> _PROBLEM DESCRIPTION_
Recast the data below as a Markdown table with two columns, Row and Line. Put the row number in Row and the line in Line, and skip any blank lines.

> _Rows from an object pointing dataset_
■ ■ ■ ■
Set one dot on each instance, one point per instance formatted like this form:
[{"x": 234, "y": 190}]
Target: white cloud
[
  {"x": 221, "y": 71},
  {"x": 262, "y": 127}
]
■ ■ ■ ■
> _ANSWER TO THE TASK_
| Row | Line |
|---|---|
| 1 | Set one dot on each instance, one point per instance formatted like this form: |
| 2 | [{"x": 234, "y": 190}] |
| 3 | Target: white cloud |
| 4 | [ |
| 5 |   {"x": 221, "y": 71}, |
| 6 |   {"x": 262, "y": 127} |
| 7 | ] |